_INFORMATION SHOWN_
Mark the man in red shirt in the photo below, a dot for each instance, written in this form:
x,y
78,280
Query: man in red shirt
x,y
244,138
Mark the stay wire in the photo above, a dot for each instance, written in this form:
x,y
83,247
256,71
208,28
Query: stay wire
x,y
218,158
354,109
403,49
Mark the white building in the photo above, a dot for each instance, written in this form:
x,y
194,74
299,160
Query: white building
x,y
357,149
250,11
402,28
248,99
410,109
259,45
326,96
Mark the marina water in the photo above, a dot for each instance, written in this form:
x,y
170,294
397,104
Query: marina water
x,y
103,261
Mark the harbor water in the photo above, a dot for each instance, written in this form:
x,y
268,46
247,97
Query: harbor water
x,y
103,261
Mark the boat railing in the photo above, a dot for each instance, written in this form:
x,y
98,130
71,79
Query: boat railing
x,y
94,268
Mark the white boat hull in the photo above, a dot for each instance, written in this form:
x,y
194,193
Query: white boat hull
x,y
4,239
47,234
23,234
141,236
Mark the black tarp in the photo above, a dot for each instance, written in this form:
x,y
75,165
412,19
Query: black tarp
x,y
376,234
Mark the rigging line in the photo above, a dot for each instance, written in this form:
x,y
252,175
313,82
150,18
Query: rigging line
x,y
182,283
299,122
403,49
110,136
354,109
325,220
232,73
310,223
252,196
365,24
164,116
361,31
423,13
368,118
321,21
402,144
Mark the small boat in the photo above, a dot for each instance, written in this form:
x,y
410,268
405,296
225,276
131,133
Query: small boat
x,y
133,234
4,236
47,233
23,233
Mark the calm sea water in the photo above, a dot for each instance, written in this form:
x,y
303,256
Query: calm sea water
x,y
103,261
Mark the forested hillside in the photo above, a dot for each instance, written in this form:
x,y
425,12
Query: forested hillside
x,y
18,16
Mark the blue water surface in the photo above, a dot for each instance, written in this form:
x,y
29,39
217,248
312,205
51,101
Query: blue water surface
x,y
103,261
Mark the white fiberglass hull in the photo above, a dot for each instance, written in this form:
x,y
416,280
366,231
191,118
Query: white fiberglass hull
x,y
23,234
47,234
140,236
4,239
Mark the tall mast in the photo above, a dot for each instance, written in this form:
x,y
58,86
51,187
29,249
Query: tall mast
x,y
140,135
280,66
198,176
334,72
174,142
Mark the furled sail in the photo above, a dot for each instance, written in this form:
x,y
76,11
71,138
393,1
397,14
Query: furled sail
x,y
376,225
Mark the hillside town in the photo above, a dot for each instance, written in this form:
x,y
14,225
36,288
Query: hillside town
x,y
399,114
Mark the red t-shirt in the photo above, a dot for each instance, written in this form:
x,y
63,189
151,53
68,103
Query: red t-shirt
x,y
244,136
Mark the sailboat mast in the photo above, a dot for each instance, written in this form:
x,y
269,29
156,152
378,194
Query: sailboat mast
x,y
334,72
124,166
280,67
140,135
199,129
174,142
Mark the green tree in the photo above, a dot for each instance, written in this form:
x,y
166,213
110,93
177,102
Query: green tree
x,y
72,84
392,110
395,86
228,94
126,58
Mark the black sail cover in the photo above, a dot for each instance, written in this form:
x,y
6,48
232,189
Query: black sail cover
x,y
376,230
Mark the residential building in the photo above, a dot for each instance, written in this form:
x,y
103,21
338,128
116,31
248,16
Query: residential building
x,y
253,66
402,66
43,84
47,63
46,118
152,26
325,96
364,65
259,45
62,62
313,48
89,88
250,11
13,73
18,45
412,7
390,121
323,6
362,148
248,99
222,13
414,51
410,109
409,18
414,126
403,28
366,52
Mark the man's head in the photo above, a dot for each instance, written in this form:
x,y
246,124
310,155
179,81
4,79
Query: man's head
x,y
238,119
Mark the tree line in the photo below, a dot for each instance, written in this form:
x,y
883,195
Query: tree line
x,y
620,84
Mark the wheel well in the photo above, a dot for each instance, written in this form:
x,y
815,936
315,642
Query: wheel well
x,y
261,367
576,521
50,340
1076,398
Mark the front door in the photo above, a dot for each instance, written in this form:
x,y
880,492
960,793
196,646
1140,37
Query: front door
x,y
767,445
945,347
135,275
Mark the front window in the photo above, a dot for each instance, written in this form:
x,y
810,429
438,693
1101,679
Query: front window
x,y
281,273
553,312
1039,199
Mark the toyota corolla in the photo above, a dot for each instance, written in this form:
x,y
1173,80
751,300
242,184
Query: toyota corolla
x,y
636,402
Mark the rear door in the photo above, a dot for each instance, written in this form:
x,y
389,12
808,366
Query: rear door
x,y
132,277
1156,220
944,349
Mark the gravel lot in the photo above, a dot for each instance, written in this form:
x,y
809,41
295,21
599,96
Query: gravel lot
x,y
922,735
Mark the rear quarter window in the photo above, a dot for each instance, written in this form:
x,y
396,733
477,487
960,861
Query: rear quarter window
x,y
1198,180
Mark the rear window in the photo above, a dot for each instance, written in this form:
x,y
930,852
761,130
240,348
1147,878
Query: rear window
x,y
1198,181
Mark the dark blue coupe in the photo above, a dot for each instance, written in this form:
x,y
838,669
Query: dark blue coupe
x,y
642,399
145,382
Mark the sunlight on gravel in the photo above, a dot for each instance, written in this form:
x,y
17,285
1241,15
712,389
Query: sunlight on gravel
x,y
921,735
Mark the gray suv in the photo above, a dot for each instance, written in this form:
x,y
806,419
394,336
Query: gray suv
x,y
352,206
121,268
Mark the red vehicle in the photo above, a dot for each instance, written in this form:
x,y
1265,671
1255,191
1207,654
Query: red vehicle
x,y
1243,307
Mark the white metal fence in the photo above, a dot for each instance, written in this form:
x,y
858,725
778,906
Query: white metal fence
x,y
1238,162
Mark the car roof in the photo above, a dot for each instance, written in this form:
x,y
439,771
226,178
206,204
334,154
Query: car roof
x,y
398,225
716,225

_TASK TO CARRY OUT_
Everything from the line containing "Mark the gray" to the last line of the entries above should be quoted exactly, and only that.

_CORRECT RESPONSE_
Mark the gray suv in the photo above, a dot for each instance, written in this form:
x,y
806,419
394,336
Query: gray suv
x,y
352,206
121,268
Mark the red vehicle in the photo above, a dot for each instance, written in this form:
x,y
1265,671
1255,191
1207,654
Query: red vehicle
x,y
1243,307
Mark the white metal fence in the photo above, a dot for each instance, written in this form:
x,y
858,725
778,906
Query: white metal fence
x,y
1238,162
Mark the car roof in the photo above, a dot for each instance, written in this form:
x,y
439,771
226,178
206,204
334,154
Query: car roof
x,y
398,225
716,225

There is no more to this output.